| WHAT TO DO |
Restate each record word for word, from the first to the last.

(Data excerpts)
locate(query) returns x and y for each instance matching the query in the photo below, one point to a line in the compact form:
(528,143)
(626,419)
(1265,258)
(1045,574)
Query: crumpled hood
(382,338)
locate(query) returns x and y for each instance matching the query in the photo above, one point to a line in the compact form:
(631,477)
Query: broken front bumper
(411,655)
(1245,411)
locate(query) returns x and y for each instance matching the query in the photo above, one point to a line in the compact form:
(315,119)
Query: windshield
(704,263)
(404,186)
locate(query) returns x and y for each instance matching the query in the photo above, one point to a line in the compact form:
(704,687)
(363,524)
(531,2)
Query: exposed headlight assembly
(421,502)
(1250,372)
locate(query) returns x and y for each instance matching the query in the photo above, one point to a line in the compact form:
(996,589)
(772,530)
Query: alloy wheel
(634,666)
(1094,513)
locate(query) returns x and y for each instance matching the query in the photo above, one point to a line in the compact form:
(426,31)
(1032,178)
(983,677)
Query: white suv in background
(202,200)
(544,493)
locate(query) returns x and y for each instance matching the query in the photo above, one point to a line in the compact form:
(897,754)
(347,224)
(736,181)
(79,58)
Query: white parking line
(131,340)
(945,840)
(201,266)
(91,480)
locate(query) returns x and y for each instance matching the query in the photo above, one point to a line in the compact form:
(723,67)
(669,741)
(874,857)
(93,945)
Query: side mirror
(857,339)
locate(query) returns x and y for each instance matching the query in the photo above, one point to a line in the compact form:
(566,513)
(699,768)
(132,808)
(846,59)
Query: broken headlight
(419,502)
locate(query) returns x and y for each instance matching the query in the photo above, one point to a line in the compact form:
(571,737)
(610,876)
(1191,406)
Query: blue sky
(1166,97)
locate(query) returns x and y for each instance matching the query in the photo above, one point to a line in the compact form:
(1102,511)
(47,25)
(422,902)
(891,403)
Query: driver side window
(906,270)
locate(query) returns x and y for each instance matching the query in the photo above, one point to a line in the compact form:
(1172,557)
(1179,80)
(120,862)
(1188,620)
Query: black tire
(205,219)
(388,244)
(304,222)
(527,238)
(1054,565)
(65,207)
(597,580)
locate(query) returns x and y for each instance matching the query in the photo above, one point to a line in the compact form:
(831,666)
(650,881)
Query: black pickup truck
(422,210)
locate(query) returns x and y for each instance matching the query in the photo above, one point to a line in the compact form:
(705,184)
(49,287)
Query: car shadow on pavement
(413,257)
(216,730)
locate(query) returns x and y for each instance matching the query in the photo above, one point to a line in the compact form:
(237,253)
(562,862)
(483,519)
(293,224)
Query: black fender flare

| WRITTEN RESPONSE |
locate(query) returns x and y for each instance matching the query in the photo below, one point to a line in the compact form:
(528,143)
(626,419)
(1265,258)
(1045,574)
Query: crumpled hood
(382,338)
locate(query) returns x and y for each instance matching the query in the photo above, one point to a line in the compact form:
(631,477)
Query: broken front bumper
(411,655)
(1245,411)
locate(query) returns x and y for each instance matching the query in the photo above, one point to a line in the compact form:
(315,119)
Query: windshield
(704,263)
(404,186)
locate(query) returns x and y for each instance matching the query in the photo above, one point to a line in the compact form:
(704,687)
(363,524)
(531,2)
Query: exposed headlight assembly
(421,502)
(1250,372)
locate(query) returns x and y for each instance matching the query in the photo above, one point to a line in the compact form:
(996,589)
(772,530)
Query: alloy wheel
(634,666)
(1094,513)
locate(query) returns x and y for each instance matching the query in the photo above, one point to a line in the compact form:
(426,31)
(1032,178)
(983,677)
Query: white suv in background
(202,200)
(544,493)
locate(query) returns x and y for each instance matching the query in the photo above, one point to a line in the compact form:
(897,754)
(347,224)
(736,181)
(79,58)
Query: white parking line
(131,340)
(945,840)
(201,266)
(91,480)
locate(query) returns x and y for each instance matching the query in the photo above, one point to a line in the compact form:
(723,67)
(669,741)
(874,857)
(93,945)
Query: side mirror
(857,339)
locate(query) returns x and y for each instance matching the query in the photo above, one point to a line in the compact form:
(566,513)
(699,768)
(132,808)
(846,59)
Query: broken headlight
(419,502)
locate(query) returns x and y for each instance matching the query in the photo above, one point to a line in the compact form:
(571,737)
(610,876)
(1191,406)
Query: blue sky
(1166,97)
locate(query) returns x and y for each instance matching the query in the photo above, one point to a line in the compact form:
(1102,511)
(47,25)
(422,902)
(891,403)
Query: driver side window
(906,270)
locate(query) returns x and y for each instance matching the query in the photo above, one point to a line in the compact form:
(1172,557)
(1179,80)
(120,862)
(1188,620)
Query: black tire
(205,219)
(388,244)
(304,222)
(527,238)
(1054,565)
(65,207)
(597,580)
locate(query) returns x and y for each instance matching the query in the photo above, one point to a line in the compact form:
(831,666)
(650,881)
Query: black pickup truck
(422,210)
locate(query) returns x and y for each instance matching the query in the photo above, one point to a line in the compact form:
(705,184)
(49,287)
Query: car shadow on pavement
(413,257)
(216,730)
locate(query) returns x and y for each instance matching the query in the photo above, one point to a line in the compact form:
(237,253)
(562,862)
(483,519)
(293,224)
Query: black fender flare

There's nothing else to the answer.